> **Extracted data**

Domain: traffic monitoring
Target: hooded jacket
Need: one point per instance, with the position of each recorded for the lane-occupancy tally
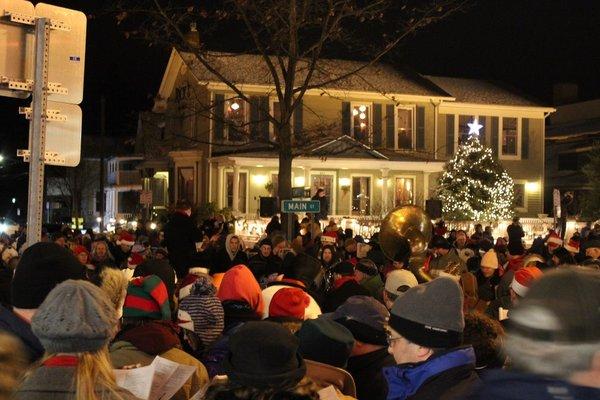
(448, 376)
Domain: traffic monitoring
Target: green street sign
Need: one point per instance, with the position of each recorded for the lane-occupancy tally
(307, 206)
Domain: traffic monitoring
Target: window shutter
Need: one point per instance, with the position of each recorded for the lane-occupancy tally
(390, 126)
(264, 117)
(495, 127)
(482, 130)
(255, 117)
(219, 115)
(449, 134)
(298, 122)
(377, 139)
(524, 138)
(346, 118)
(420, 128)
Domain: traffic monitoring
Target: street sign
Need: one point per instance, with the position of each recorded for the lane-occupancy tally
(146, 197)
(63, 135)
(66, 51)
(306, 206)
(16, 46)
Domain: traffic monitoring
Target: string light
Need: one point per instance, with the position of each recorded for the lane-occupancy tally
(474, 186)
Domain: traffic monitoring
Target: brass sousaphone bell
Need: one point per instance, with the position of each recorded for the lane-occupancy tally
(406, 231)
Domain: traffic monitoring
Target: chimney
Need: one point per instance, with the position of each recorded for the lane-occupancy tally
(565, 93)
(193, 37)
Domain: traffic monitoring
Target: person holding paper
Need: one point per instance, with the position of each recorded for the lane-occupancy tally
(148, 332)
(74, 324)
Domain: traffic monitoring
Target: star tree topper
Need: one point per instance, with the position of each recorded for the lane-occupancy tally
(474, 127)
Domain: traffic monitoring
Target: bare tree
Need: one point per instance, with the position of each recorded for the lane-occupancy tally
(293, 38)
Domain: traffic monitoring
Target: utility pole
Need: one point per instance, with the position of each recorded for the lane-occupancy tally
(102, 139)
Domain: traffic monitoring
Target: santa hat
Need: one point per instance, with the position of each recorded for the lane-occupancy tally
(126, 238)
(289, 303)
(554, 239)
(572, 245)
(134, 260)
(523, 280)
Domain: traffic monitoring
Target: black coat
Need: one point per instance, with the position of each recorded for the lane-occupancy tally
(366, 371)
(337, 297)
(181, 236)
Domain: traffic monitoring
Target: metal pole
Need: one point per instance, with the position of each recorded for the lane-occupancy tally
(37, 133)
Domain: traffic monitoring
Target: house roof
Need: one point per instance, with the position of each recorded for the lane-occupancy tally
(574, 129)
(478, 91)
(251, 69)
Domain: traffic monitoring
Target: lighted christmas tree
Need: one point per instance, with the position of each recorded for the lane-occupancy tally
(475, 186)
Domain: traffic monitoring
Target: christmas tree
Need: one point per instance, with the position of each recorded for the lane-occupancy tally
(474, 186)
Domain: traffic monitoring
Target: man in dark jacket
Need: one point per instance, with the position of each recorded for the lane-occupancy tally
(553, 341)
(425, 334)
(43, 266)
(365, 318)
(345, 285)
(181, 236)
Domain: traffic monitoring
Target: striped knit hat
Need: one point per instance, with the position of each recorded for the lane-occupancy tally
(147, 298)
(201, 311)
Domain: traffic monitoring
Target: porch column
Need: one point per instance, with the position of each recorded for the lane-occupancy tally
(384, 196)
(236, 189)
(425, 187)
(221, 185)
(307, 177)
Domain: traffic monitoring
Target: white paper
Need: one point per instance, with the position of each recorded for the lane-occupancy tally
(157, 381)
(138, 380)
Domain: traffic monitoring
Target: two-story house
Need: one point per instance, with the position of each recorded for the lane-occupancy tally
(386, 135)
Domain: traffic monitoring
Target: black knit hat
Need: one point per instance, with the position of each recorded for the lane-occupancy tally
(42, 266)
(325, 341)
(264, 354)
(430, 314)
(345, 268)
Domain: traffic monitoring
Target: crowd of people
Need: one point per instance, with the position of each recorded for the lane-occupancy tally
(325, 315)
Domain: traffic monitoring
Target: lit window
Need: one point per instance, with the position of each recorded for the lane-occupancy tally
(236, 119)
(361, 195)
(404, 125)
(361, 122)
(509, 139)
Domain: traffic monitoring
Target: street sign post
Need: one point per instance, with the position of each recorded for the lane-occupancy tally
(300, 206)
(42, 51)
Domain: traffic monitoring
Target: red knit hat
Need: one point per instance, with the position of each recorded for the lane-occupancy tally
(126, 238)
(523, 280)
(289, 302)
(554, 239)
(572, 245)
(134, 260)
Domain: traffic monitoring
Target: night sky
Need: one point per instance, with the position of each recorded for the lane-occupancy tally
(528, 44)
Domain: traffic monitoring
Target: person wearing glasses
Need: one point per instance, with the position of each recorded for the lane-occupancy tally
(425, 336)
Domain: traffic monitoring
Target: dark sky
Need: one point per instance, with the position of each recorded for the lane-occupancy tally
(529, 44)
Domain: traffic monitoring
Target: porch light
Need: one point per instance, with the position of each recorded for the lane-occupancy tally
(259, 179)
(532, 187)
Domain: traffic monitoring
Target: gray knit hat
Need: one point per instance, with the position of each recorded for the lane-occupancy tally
(75, 317)
(430, 314)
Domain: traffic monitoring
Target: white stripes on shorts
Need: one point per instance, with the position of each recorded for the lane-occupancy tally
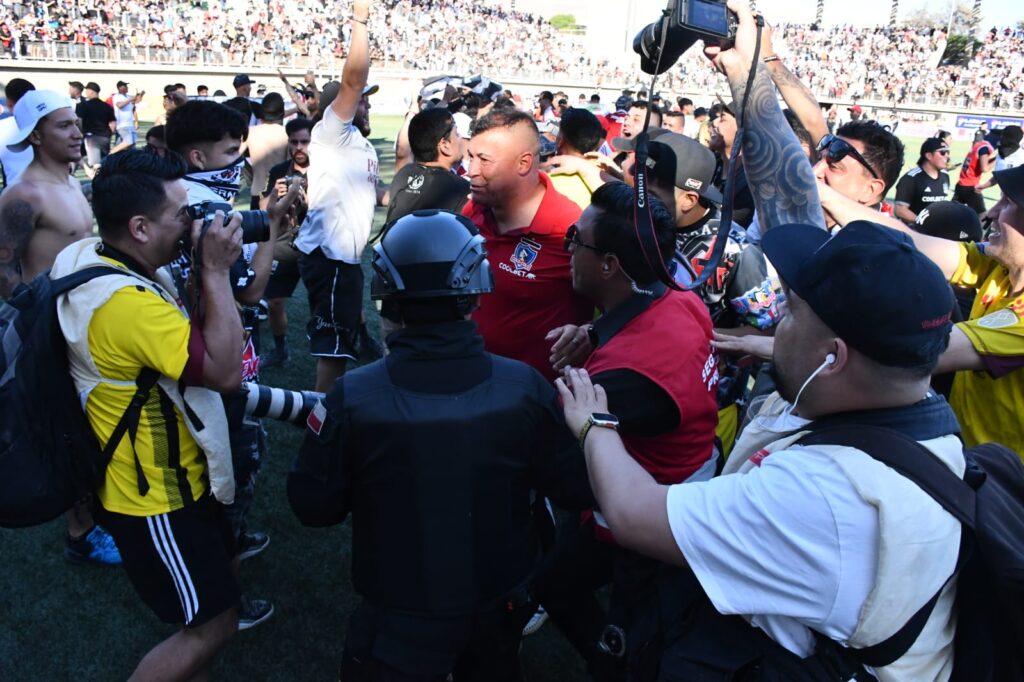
(167, 549)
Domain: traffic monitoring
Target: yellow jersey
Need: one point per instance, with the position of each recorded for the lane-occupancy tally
(989, 403)
(138, 328)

> **Short task**
Each record above is to be restated exactly, with its pictures removed from the copy.

> **Task response**
Domain: traffic monitoring
Target: hooded jacket
Need: one point per instance, with the position of each recorded for the lane-occupancy tally
(448, 376)
Domain: traffic monitoring
Target: green street sign
Need: one point per instance, with the position of each recorded for the lane-occupancy tally
(307, 206)
Domain: traffic monitoring
Target: window shutter
Need: one point per instance, with the position of each recorded for the lane-occupancy tally
(390, 126)
(264, 117)
(495, 127)
(482, 130)
(255, 117)
(219, 115)
(449, 134)
(298, 122)
(377, 139)
(524, 138)
(346, 118)
(420, 128)
Domain: traffic monitoring
Target: street sign
Need: one point per instance, with the position of each recorded for the lane-occupancy tally
(146, 197)
(63, 135)
(66, 51)
(306, 206)
(16, 46)
Domain: traffic monitoring
Target: string light
Need: one point per instance, with the position of each recorded for the lane-occupancy tally
(474, 186)
Domain: traffic monitoring
Target: brass sousaphone bell
Need: one point per instance, with the position of each recorded for the lane-occupancy tally
(406, 231)
Domain: traffic monitoring
Target: chimney
Need: one point per instance, with the position of each recorded for the lane-occupancy tally
(565, 93)
(193, 37)
Domain: traffic monitoring
Target: person holding paper
Need: one point per instance, with the position of each recorded for the lane-occupancy tally
(148, 332)
(74, 324)
Domain: traffic monitoring
Target: star tree topper
Need: one point per instance, with the position of each recorded for the lane-occupancy tally
(474, 127)
Domain: traffic monitoring
Target: bare tree
Need: one point per instance, with the position of each recorded for the lane-occupancy tally
(293, 38)
Domain: traffic monitoring
Target: utility pole
Need: one point per instance, with the position of each recorded for the lane-occupancy tally
(102, 139)
Domain: traffic monitoring
Target: santa hat
Need: one point per instance, with the position of each recorded for the lane-occupancy tally
(126, 238)
(289, 303)
(554, 239)
(572, 245)
(134, 260)
(523, 280)
Domain: traffic monitoring
Target: black coat
Need: one point per instance, with the position of each recorded for the lane-occupancy tally
(366, 371)
(337, 297)
(181, 236)
Domain: traffic monitoring
Target: metal pole
Need: one point per instance, with the position of each recorded for the lane-occupancy tally
(37, 133)
Domain: traffic monitoring
Target: house roof
Need: one point per instance, with the position of each recorded for the lane-occupancy tally
(574, 129)
(478, 91)
(251, 69)
Domain: traffic monitoring
Target: lighted christmas tree
Need: one point per instance, with the position of each recorded for the lane-occupancy tally
(475, 186)
Domain: traffic monitoring
Target: christmas tree
Need: one point per instance, with the position of each recorded for the lane-occupancy tally
(474, 186)
Domain: traffic monitoring
Target: man in dark jacket
Need: one point per instance, with the position of each recorded for the lane-occupancy tally
(553, 341)
(425, 334)
(43, 266)
(365, 318)
(345, 285)
(181, 236)
Domain: traffic monitoring
Target: striped knit hat
Need: one point per instance, with the position of each recorded for the lane-occupancy tally
(147, 298)
(201, 311)
Domain: traffic monitoring
Target: porch column
Need: one point per instance, with the position of each recorded for the lane-occupancy tally
(384, 196)
(236, 189)
(425, 187)
(221, 185)
(307, 177)
Domain: traffic monitoring
Target: white paper
Need: one point per instance, with the position of each recorded for the lane-occupancy tally
(157, 381)
(138, 380)
Domain: traffic monitoring
Target: two-story house
Need: one point per instance, with the position of each recorded for the lane-occupancy tally
(386, 135)
Domain: traffic monitoring
Target: black knit hat
Need: one point per instance, with the position of each recorded for the lane-occupancy tally
(42, 266)
(325, 341)
(264, 354)
(430, 314)
(345, 268)
Domain: traffic monitoring
Target: crowd of people
Need: one point per instance, with the position of each recorded for the lane-occupancy tally
(325, 315)
Domain: traffic monitoring
Target: lit window
Need: one point per instance, with the position of each recorded for the lane-occupancy tally
(236, 119)
(361, 195)
(404, 125)
(361, 122)
(509, 139)
Domain: traffic monitoring
Target: street sign post
Need: one point per instance, with the position of each recorded for the lane-occupancy tally
(300, 206)
(42, 51)
Domain: traffic monitoring
Target: red knit hat
Need: one point per instance, with the position of each recorded for the lane-occupancy tally
(126, 238)
(523, 280)
(289, 302)
(554, 239)
(572, 245)
(134, 260)
Domain: traffic monitoring
Target: night sky
Need: one point per instance, with the position of each recorded for the lane-occupancy tally
(528, 44)
Domain: traffic monitoring
Target: person wearing glasses
Need: one point per instance, with the position of each recorded for the lane-occupancy tally
(425, 336)
Domain: traffic monitoring
Target: dark sky
Need: one point per instance, with the position of each recorded for the lane-occupancy tally
(529, 44)
Domain: traffic monitoring
Target: porch light
Need: one point per instance, with the position of each recorded for the lane-occupancy tally
(259, 179)
(532, 187)
Domain: traffic monitoring
Target: gray knit hat
Need: one point per instance, with the position of each recorded for the lane-occupancy tally
(75, 317)
(430, 314)
Domain: traffic monitoring
Target: white stripes on shorts
Need: one point per instance, with the position of each recorded for the lane-occupancy tally
(167, 549)
Domain: traffic monitoring
Target: yellow jersey
Need: one point per instance, with the position of each recorded for the lane-occupancy tally
(989, 403)
(138, 328)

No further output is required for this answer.